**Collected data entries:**
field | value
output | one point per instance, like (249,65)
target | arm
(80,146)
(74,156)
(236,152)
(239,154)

**Work required:**
Return the line that contains "output | one", along with every line after it in the data above, exactly and with nothing else.

**Result of this task:**
output | one point per instance, like (249,65)
target | arm
(80,146)
(74,156)
(236,152)
(239,154)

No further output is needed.